# SOURCE EXCERPT:
--

Candy Atherton


Candice Kathleen Atherton was a British Labour politician and journalist. After serving as a councillor in Islington, where she was mayor, she was Member of Parliament for Falmouth and Camborne from 1997 to 2005. Up until her death she lived in Cornwall and was a member of its local Council.

Early life

She attended the independent Roman Catholic all-girls Convent of the Sacred Heart in Woldingham, Surrey, then Midhurst Grammar School in West Sussex. From the Polytechnic of North London, she graduated BA in Applied Social Studies in 1985.

Professional career

Atherton worked as a journalist from 1980. In 1984, she co-founded Everywoman - a "post-feminist" women's magazine, and later co-wrote a book on housing for single homeless people in North London. Atherton also worked with ex-offenders, and co-founded a women's shelter in West Sussex.

--

# EXCERPTED DATA:

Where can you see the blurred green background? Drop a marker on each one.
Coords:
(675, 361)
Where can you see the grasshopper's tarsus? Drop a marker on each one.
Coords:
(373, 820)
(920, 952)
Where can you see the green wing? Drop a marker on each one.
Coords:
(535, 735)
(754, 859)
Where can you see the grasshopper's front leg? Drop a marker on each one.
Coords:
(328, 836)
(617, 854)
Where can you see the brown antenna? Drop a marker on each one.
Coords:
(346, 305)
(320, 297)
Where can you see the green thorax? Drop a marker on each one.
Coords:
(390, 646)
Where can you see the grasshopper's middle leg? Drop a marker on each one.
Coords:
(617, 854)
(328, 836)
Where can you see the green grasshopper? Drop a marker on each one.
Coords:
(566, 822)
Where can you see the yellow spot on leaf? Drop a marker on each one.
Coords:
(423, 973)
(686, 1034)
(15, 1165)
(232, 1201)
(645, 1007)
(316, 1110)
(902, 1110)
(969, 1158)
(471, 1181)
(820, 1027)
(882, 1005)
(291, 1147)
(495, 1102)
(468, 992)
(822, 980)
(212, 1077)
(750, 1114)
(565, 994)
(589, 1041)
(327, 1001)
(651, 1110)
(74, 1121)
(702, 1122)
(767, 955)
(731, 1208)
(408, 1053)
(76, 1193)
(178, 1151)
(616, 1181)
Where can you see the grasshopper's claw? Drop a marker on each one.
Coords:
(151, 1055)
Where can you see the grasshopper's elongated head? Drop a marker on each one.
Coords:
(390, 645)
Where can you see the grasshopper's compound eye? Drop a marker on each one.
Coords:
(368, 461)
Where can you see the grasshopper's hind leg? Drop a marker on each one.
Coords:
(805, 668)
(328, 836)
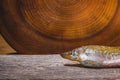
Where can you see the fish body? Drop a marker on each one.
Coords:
(95, 56)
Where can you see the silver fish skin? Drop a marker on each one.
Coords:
(93, 57)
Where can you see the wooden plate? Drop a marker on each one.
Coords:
(55, 26)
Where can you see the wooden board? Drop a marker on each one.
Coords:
(50, 67)
(4, 47)
(52, 27)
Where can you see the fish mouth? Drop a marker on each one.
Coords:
(68, 56)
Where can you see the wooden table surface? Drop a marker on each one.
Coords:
(49, 67)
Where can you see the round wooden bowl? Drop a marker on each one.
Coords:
(56, 26)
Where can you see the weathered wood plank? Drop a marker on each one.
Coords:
(4, 47)
(50, 67)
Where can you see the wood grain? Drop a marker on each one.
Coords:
(4, 47)
(55, 26)
(50, 67)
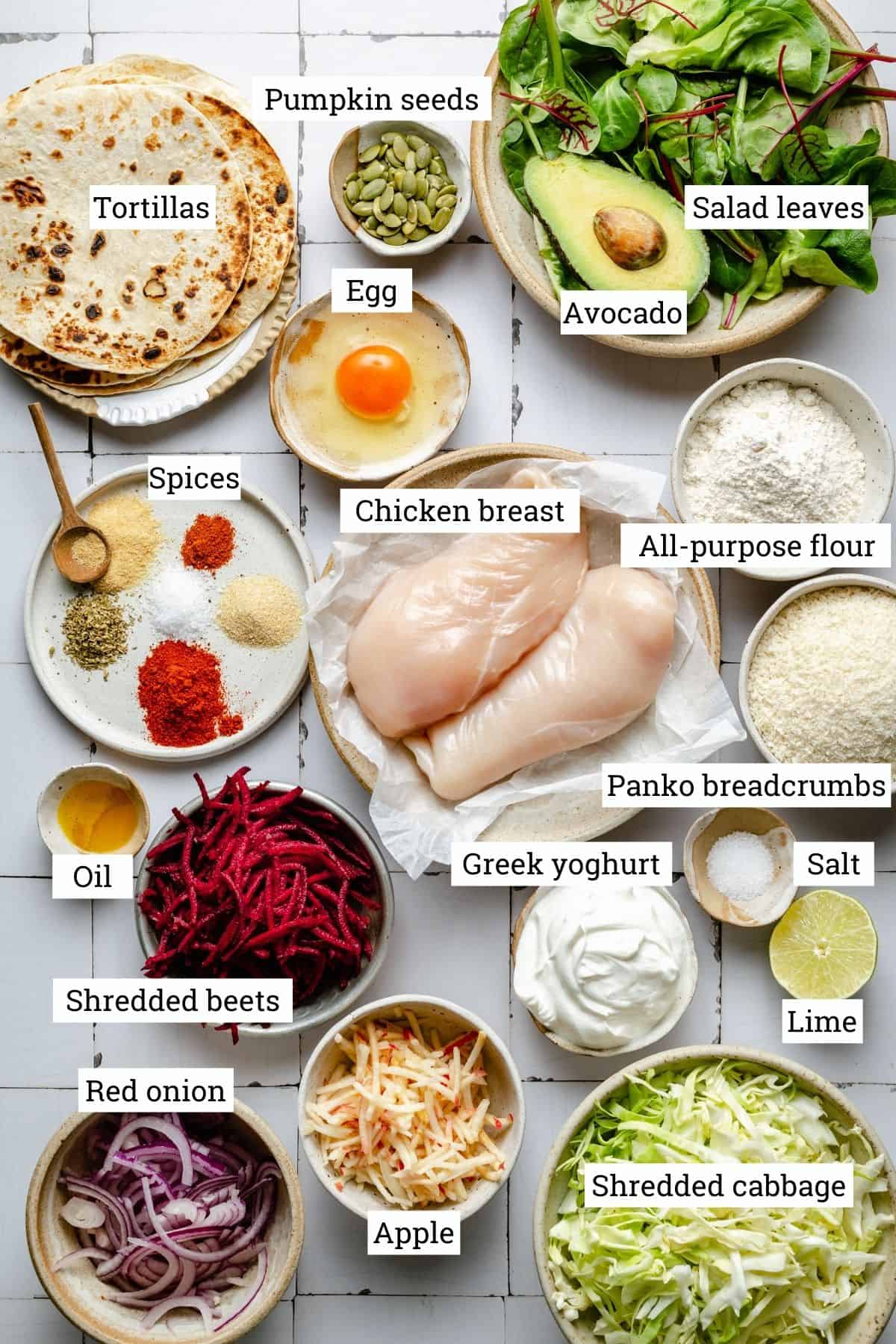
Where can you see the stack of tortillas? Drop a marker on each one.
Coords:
(104, 312)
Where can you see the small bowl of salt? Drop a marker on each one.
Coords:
(783, 441)
(739, 865)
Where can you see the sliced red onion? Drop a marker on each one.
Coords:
(159, 1238)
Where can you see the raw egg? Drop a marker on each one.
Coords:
(367, 394)
(374, 382)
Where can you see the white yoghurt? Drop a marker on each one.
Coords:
(606, 968)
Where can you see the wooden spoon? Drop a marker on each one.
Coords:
(73, 527)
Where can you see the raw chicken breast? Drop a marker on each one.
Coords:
(442, 632)
(600, 670)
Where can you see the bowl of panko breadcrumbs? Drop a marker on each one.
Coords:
(818, 673)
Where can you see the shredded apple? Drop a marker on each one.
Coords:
(408, 1116)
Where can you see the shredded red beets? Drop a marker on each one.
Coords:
(261, 885)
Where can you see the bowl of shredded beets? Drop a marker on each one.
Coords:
(166, 1226)
(265, 880)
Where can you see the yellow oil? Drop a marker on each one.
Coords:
(96, 816)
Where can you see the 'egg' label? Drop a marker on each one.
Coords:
(367, 290)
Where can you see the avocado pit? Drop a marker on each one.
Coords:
(630, 238)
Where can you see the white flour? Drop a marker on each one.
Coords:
(770, 452)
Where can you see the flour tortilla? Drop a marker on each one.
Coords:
(129, 302)
(270, 195)
(137, 69)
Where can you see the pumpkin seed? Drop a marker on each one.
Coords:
(373, 188)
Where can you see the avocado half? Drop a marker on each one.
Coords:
(641, 225)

--

# PROMPT A:
Using the Candy Atherton biography, decide whether each statement agrees with it. Answer yes or no for each, and quote the deciding words. (i) Atherton represented Falmouth and Camborne in Parliament from 1997 to 2005. (ii) She earned her BA from the Polytechnic of North London in 1980. (iii) The women's shelter she co-founded was in Surrey.
# PROMPT B:
Set down, word for word, the part of the Candy Atherton biography that begins at the words "She attended the" and stops after "shelter in West Sussex.".

# EXERCISE ANSWER A:
(i) Yes: "she was Member of Parliament for Falmouth and Camborne from 1997 to 2005"
(ii) No: "she graduated BA in Applied Social Studies in 1985"
(iii) No: "co-founded a women's shelter in West Sussex"

# EXERCISE ANSWER B:
She attended the independent Roman Catholic all-girls Convent of the Sacred Heart in Woldingham, Surrey, then Midhurst Grammar School in West Sussex. From the Polytechnic of North London, she graduated BA in Applied Social Studies in 1985.

Professional career

Atherton worked as a journalist from 1980. In 1984, she co-founded Everywoman - a "post-feminist" women's magazine, and later co-wrote a book on housing for single homeless people in North London. Atherton also worked with ex-offenders, and co-founded a women's shelter in West Sussex.